No, block heaters warm up the coolant and engine. Plus in a diesel it helps heat the cylinder which is important for combustion.

Fuel can gel in the filter or tank which is separate areas not affected by block heaters

Boogi_man
02-07-2019, 03:28 PM
I have a 2013 Chevy Silverado 3500 diesel. Last January, 2018, camping the the Kansas City area. Temperature dropped to single digits for a week straight. My fuel gelled a couple of days into the stay. Mechanic said they get flooded with gelled fuel issues every year. All it takes is adding a fuel additive each fill up while extremely cold to prevent the gelling.

msp2jxr
02-07-2019, 04:06 PM
I have a 2015 6.7 and it started at 15 below with no problem and that was when it was still new with only a few thousand miles on it.

Thundershorts
02-07-2019, 05:54 PM
I have a 2016 6.7 that I usually plug in when the temperature is around 0. A few weeks ago it was -25 to -30 all weekend, it started Monday but it turned over slowly. It was plugged in, but I found out Monday night the block heater wasn’t working. It only has 35,000 miles on it. The block heater was replaced the next week under warranty. As long as the batteries are good, I found the glow plugs will heat it up enough. I still prefer to plug in.

JRTJH
02-07-2019, 07:13 PM
My diesel tractor sits in an unheated pole barn and doesn't have a block heater. I use a small magnetic heater on the transmission (to warm the hydraulic fluid) and just double click the glow plugs (turn the ignition on, when the glow plug light goes out, turn the ignition off/on and start when the glow plug lamp goes out the second time). I've never had an issue with the tractor starting, but when it's super cold the hydraulic fluid is like thick honey and the pump just won't/can't push the fluid through fast enough. Once warmed up, it runs great.

I use a KATZ 200 watt magnetic heater and attach it to the bottom of the transmission rear axle. It keeps the hydraulic fluid "thin enough to flow through the pump" and through the oil cooler in front of the radiator.

I've never had a problem with diesel engines starting as long as the battery is fully charged, the glow plugs are working and the fuel isn't gelled.

jimborokz
02-08-2019, 03:47 AM
I was told by a very knowledgable deisel guy that once the glow plug light goes out to leave the key on and wait another 10 seconds or so as the heater stays on after the light goes out. I haven't had a cold morning since to try the theory out.

xrated
02-08-2019, 04:21 AM
I was told by a very knowledgable deisel guy that once the glow plug light goes out to leave the key on and wait another 10 seconds or so as the heater stays on after the light goes out. I haven't had a cold morning since to try the theory out.

That theory would be pretty easy to check out if you have an amprobe for AC voltage. Sequence would be:
1. Cold truck with the engine heater plugged in
2. Place amprobe on circuit going to the truck engine block heater
3. Have someone turn the key switch on and verify that the light is on for the heater.
4. Other person looking at the current draw on the circuit.
5. As soon as the light goes out, that person lets the other person know it's out
6. Watch and see if the current drops off as soon as the light goes out or if it continues to pull the same amount of current for several seconds or longer.

Continued current after the light goes out proves that it is true. If the current goes down as soon as the light goes out....theory false.

Another thing to keep in mind, the older Ford diesels (2010 and older), the light stays on for several seconds before going out. On the 2011 and later, with the new 6.7L diesel engine, the light is only on for less than a second or so, in most instances. The new motor has completely different glow plugs that heat almost instantly.

:: Task instructions ::
In the cold-weather diesel thread, how long does the glow plug light usually stay on in Ford's 2011 and later trucks with the 6.7L diesel engine? The items that follow have no connection to the cold-weather diesel thread.

:: Records supplied ::
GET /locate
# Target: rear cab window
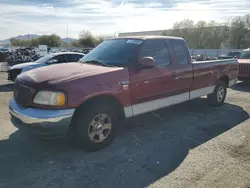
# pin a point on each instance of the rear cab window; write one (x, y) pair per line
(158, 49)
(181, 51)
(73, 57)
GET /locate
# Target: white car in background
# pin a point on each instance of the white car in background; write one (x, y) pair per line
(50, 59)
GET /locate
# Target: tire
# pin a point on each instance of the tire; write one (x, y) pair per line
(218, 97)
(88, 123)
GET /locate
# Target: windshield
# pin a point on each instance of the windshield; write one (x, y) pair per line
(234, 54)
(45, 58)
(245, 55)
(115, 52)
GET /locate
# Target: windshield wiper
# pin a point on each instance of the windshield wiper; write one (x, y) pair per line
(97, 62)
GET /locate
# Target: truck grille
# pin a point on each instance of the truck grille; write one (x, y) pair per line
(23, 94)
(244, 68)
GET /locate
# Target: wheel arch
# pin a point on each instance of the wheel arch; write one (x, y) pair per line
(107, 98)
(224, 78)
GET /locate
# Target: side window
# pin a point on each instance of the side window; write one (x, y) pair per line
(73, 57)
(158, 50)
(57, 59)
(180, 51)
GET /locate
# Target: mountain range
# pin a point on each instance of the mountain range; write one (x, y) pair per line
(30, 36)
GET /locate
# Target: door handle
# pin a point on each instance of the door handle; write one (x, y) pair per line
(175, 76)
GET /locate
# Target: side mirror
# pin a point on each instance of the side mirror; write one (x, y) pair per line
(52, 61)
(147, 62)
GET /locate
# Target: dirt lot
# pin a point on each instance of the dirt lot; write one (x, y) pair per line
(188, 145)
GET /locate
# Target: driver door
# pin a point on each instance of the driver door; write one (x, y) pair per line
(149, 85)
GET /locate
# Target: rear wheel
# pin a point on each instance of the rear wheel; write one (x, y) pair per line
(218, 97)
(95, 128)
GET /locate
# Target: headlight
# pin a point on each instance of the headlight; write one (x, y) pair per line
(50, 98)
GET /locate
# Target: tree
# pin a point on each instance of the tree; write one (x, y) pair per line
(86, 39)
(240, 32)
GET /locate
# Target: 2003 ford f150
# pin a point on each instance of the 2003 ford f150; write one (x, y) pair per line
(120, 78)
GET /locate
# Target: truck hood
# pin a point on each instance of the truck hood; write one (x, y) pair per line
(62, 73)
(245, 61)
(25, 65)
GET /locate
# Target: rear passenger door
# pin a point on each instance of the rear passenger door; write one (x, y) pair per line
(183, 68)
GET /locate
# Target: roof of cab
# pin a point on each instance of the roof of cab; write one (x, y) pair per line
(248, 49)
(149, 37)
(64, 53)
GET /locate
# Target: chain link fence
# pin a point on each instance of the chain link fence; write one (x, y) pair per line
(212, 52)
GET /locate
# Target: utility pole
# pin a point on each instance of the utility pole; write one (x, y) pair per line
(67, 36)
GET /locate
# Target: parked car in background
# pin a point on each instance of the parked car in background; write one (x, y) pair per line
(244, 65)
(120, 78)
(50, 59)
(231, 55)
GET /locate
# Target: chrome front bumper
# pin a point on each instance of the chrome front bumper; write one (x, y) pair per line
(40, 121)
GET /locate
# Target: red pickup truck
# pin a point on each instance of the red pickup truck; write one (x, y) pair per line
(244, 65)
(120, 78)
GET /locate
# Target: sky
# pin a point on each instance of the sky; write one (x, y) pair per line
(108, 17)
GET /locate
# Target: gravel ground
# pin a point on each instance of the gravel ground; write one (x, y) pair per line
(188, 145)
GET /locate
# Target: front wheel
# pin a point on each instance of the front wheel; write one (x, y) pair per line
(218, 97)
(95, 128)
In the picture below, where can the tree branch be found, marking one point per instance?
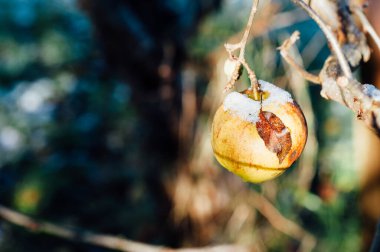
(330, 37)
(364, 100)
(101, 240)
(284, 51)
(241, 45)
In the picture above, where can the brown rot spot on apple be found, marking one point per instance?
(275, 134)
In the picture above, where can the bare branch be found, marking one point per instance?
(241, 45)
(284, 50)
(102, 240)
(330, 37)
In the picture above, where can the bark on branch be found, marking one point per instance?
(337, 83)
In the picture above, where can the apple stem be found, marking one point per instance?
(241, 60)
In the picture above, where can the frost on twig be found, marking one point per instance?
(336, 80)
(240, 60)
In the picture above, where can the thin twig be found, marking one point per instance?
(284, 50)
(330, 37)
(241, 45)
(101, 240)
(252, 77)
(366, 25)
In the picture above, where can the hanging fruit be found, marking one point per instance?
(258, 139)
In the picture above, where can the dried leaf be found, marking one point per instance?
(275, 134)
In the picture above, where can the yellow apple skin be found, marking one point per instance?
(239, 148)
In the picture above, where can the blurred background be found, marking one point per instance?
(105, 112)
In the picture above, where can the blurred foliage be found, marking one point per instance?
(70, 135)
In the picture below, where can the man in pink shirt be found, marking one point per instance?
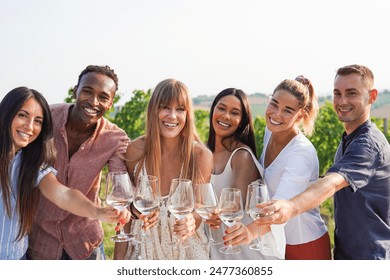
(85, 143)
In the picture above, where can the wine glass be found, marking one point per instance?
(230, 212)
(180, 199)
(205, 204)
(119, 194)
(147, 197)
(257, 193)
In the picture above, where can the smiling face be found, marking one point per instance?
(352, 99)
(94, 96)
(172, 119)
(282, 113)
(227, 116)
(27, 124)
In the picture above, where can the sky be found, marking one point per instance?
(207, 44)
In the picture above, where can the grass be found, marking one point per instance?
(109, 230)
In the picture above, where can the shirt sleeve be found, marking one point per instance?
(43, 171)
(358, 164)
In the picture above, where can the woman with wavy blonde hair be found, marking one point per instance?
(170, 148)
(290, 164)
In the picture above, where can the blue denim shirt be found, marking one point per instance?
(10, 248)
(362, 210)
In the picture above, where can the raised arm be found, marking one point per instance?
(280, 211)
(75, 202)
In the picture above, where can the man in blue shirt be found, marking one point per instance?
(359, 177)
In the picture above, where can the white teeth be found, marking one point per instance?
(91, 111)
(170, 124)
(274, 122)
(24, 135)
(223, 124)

:: Solution to the exercise ::
Less than a second or so, in most instances.